- **Problem description**
Copy out the data below word for word, leaving out the pictures.

- **Supplied entries**
>> BEGIN
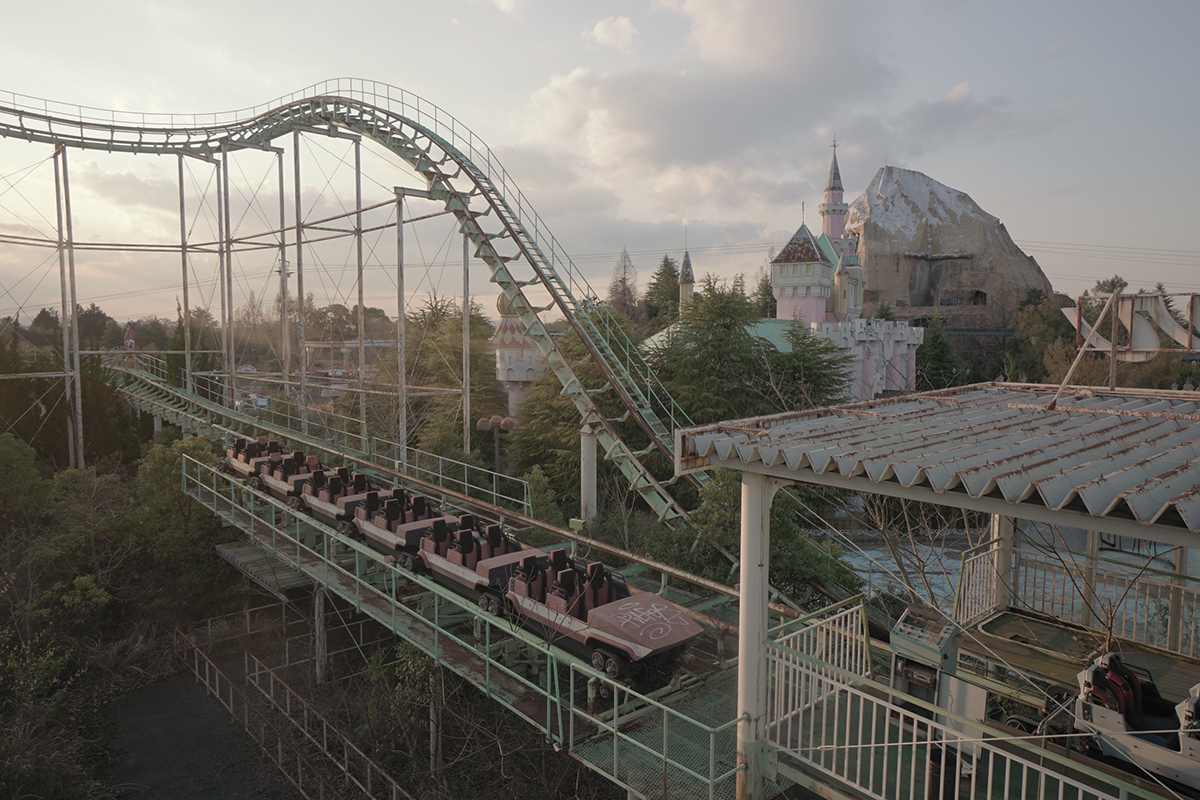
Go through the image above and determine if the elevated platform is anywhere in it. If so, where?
[216,541,314,600]
[184,457,738,799]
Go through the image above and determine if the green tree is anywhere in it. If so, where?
[76,303,116,350]
[649,277,847,423]
[642,254,679,331]
[871,300,896,323]
[750,267,776,319]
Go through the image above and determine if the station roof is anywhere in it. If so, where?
[676,383,1200,547]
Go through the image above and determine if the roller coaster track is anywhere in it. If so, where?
[0,78,691,521]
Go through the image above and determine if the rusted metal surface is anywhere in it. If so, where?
[676,384,1200,533]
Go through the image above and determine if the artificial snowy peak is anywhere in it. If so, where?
[846,167,1051,329]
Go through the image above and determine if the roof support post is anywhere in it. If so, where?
[292,128,308,435]
[580,423,596,522]
[217,142,238,408]
[738,471,782,800]
[275,148,292,395]
[354,139,371,453]
[179,154,194,392]
[991,513,1013,612]
[1082,530,1100,627]
[1166,547,1188,652]
[462,231,470,456]
[396,187,408,475]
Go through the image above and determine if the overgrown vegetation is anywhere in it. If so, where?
[0,433,240,798]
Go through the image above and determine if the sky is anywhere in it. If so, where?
[0,0,1200,319]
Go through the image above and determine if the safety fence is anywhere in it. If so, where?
[954,540,1007,627]
[182,456,739,799]
[768,599,1157,800]
[1009,548,1200,658]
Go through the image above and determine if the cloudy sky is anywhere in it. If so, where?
[0,0,1200,317]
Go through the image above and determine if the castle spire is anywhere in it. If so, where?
[826,139,842,192]
[817,139,850,239]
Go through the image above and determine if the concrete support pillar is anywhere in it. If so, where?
[1079,530,1100,627]
[430,667,442,780]
[312,587,328,684]
[580,425,596,523]
[991,513,1013,612]
[737,473,780,800]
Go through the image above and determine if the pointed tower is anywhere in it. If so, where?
[770,224,834,326]
[492,291,546,416]
[679,251,696,314]
[817,139,850,239]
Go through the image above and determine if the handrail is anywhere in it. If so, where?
[181,456,738,796]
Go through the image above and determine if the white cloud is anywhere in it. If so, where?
[1042,36,1075,59]
[887,83,1064,156]
[583,17,638,53]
>> END
- **Output for this exercise**
Go through the image above and determine if the elevated platform is anywhere in it. If so, where?
[216,541,314,600]
[184,457,738,799]
Go through the image above and determine if the green tree is anywhere in it. If so, where?
[76,303,116,350]
[649,277,847,423]
[642,254,679,331]
[871,300,896,323]
[750,267,776,319]
Go through the image above and determine if the station roof is anywhere in it. If so, where?
[676,383,1200,547]
Go through the image above and determine if the roller coaster track is anywhere in it. If so, where?
[0,78,691,521]
Go through the image above and determine if the rusted metal surface is anywhere in it. If so, where?
[676,384,1200,533]
Go through the image above and determine if the artificial snowy peak is anywhere in it. If so, where?
[846,167,1051,329]
Go through the image above and determine if the roof support post is anywhere in it. If so, where?
[292,128,308,435]
[580,423,596,522]
[217,142,238,408]
[738,471,782,800]
[275,148,292,395]
[354,139,371,453]
[179,154,194,392]
[991,513,1013,612]
[1082,530,1100,627]
[1166,547,1188,652]
[462,231,470,456]
[396,187,408,475]
Go through the image above and determine if the overgrown vegetation is anywhere in it. If so, where?
[0,433,240,798]
Go through the image above and determine if the sky is anywhere in it. If so, where?
[0,0,1200,319]
Go through the image above and determine if the safety fence is anywhere in it. If so, where?
[954,540,1007,627]
[182,456,739,799]
[768,599,1157,800]
[1009,548,1200,658]
Go through the image above and determine if the cloudy sky is anywhere in it. If so, where?
[0,0,1200,317]
Go through the image above and determine if the castle spire is anywhere in it. If so, where?
[826,139,842,192]
[817,139,850,239]
Go through the image above and determine if the concrete support pillar is anywhere in it. If so, where?
[1079,530,1100,627]
[430,667,442,780]
[312,587,328,684]
[580,425,596,523]
[991,513,1013,612]
[737,473,780,800]
Go through the image above and determine if the pointed tower is anywhere in it. If so, where?
[770,224,834,326]
[492,291,546,416]
[679,251,696,314]
[817,139,850,239]
Go through the image above and determine if the handrail is anywhere in it. If so, where?
[181,456,738,796]
Go through the image above and determine if the white cloud is anywhere in it. If so, where?
[1042,36,1075,59]
[887,83,1064,156]
[583,17,638,53]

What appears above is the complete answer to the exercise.